Coordinate labeling data
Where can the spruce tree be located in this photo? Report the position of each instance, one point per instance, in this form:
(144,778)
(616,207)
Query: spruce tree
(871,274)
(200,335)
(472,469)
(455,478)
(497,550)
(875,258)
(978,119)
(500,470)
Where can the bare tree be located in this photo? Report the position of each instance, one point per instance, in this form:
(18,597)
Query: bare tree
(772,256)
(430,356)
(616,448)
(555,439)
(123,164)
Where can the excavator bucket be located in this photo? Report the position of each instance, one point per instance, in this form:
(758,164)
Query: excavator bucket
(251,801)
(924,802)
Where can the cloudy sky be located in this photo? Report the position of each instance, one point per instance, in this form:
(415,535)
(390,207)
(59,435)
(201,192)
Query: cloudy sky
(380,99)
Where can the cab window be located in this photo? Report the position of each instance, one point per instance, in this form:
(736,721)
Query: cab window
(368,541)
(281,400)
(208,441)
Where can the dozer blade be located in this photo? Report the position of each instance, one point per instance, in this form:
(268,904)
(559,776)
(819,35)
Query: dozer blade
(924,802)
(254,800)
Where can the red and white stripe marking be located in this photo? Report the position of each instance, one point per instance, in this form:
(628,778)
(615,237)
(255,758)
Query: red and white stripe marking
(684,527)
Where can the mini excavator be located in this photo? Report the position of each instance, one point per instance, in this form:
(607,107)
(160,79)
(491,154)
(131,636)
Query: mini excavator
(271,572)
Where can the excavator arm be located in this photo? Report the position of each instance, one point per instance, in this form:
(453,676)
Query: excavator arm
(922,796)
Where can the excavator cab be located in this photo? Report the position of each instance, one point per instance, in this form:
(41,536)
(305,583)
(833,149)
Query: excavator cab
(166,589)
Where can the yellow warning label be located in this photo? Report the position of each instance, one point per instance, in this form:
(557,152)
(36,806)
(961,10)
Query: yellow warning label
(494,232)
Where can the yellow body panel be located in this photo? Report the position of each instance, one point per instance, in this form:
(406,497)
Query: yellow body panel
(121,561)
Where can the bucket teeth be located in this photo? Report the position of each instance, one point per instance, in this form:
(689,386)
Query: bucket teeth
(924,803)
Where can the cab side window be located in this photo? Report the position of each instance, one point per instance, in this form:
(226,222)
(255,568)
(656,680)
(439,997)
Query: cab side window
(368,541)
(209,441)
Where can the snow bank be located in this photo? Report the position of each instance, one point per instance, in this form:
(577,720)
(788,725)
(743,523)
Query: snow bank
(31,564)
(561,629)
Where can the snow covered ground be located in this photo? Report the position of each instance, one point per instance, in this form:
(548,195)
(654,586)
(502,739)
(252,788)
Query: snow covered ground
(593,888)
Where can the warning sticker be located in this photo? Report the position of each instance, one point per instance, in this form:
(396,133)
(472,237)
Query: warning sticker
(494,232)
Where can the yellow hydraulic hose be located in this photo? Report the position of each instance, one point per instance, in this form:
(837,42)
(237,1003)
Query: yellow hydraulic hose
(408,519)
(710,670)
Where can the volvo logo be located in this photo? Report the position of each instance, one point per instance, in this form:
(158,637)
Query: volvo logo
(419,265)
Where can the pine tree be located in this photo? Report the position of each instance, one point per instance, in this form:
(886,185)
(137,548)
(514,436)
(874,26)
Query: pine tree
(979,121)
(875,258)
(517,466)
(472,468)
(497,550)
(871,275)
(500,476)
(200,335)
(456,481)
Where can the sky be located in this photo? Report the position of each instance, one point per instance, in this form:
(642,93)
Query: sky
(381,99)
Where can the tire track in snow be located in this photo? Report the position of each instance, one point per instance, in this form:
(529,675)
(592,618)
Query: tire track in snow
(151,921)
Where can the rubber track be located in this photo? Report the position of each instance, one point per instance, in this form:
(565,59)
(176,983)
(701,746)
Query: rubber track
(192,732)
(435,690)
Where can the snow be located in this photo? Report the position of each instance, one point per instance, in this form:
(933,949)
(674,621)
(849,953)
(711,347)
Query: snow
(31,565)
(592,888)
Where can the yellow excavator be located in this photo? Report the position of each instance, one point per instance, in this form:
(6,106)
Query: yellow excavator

- What this task involves
Hand back the material above in full, exactly as written.

- Exercise solution
Where can the spruce tree be located in this photo? Report the position of each instance, one point per instance, in this form:
(144,778)
(616,207)
Query: spruce tree
(871,274)
(200,335)
(472,469)
(455,478)
(497,550)
(875,258)
(978,119)
(500,470)
Where can the bare tree be located in this photo? Report the position of each instance, one point per instance, in this form:
(18,597)
Query: bare tree
(772,256)
(430,356)
(616,448)
(555,439)
(123,164)
Where can the excavator bucket be located in this photo? Report the position of each instance, one point per instance, in this form:
(758,164)
Query: excavator bucket
(251,801)
(924,802)
Where can the cloudy sky be located in this photo? Report the position of each instance, one point per instance, in this form:
(415,535)
(390,207)
(59,435)
(201,192)
Query: cloudy sky
(380,99)
Where can the cab window be located in this photo? Report the position of each instance, one point per instance, in this form:
(736,721)
Query: cab window
(368,541)
(281,400)
(208,441)
Where can the dozer blade be located in this photo? Report the position of each instance, one point per instance, in this form:
(268,904)
(559,776)
(819,35)
Query: dozer blade
(924,802)
(254,800)
Where can the red and white stripe marking be located in this photo? Report the position of each instance, one point per instance, in this form:
(628,778)
(615,237)
(255,758)
Query: red and white stripe marking
(684,527)
Where can the mini excavator be located in this photo? Report the position of each instance, one point per instance, in this form:
(607,107)
(160,79)
(491,154)
(131,636)
Query: mini excavator
(271,572)
Where can the excavator arm be located in this photo? Report the position of each instance, one point per instance, in this form:
(453,676)
Query: excavator arm
(922,796)
Where can the excavator cab be located in this photo? Report the position of each instance, one point per instance, in this form:
(41,536)
(305,583)
(833,149)
Query: excavator cab
(166,589)
Where can the yellow warning label be located in this photo? Report the position of each instance, one point per instance, in this form:
(557,152)
(36,806)
(961,10)
Query: yellow warning label
(494,232)
Where can the yellow body panel be located in this photo? Report the position of each instance, one point per instance, in this form:
(406,497)
Query: yellow body panel
(121,561)
Where can the bucket teeth be located in this photo? Report the position of each instance, one point per instance, in this form:
(689,386)
Query: bucket teeth
(924,803)
Where can the cab side window be located in this photo? Report the position of each instance, one point per instance, in this form:
(226,222)
(255,568)
(656,680)
(439,997)
Query: cab side window
(368,541)
(209,441)
Where can the snow bank be located in this photo? Report the position of each instance, one point per instance, in this form:
(577,720)
(788,725)
(743,523)
Query: snow bank
(31,564)
(561,629)
Where can the snow covered ground be located in this photo? Report the position of each instance, one point per instance, in this form:
(548,195)
(654,586)
(502,739)
(252,788)
Query: snow covered ground
(593,888)
Where can the warning sticker be located in this photo? Report the position of each instance, one point per instance, in this form:
(396,133)
(472,237)
Query: warning sticker
(494,232)
Where can the yellow hydraulic hose be located in this photo? Report the position of each instance, one point per instance, in this form:
(837,42)
(237,1003)
Query: yellow hydraulic hose
(408,519)
(710,670)
Where can the volvo logo be located in this photo? Report the position of each instance, one point per instance, in this form:
(158,637)
Query: volvo logo
(419,265)
Where can the pine tree be located in this photo? Report the position of each instance, one point per instance, in this form:
(886,185)
(137,548)
(514,436)
(874,26)
Query: pine tree
(979,121)
(875,258)
(517,466)
(472,468)
(497,550)
(871,275)
(500,476)
(200,335)
(456,481)
Where can the sky be located in this photo? Report the position of each instance, one point per instance, in this form:
(642,93)
Query: sky
(381,99)
Where can the tire track in snow be located in this photo? Report the position of each instance, one point per instance, in this form:
(529,675)
(592,618)
Query: tire track in snow
(151,921)
Where can the rubber track be located in this photo? Report the position of each instance, one point per instance, in this form:
(565,59)
(176,983)
(701,746)
Query: rubber track
(192,732)
(435,690)
Where can the snow be located in this photo? Report the position of each instance, one point per instance, in this form:
(933,949)
(674,621)
(849,953)
(711,347)
Query: snow
(31,565)
(592,888)
Where can the yellow excavator be located in this photo? Report the position of each instance, one point per instance, in this form:
(6,106)
Query: yellow excavator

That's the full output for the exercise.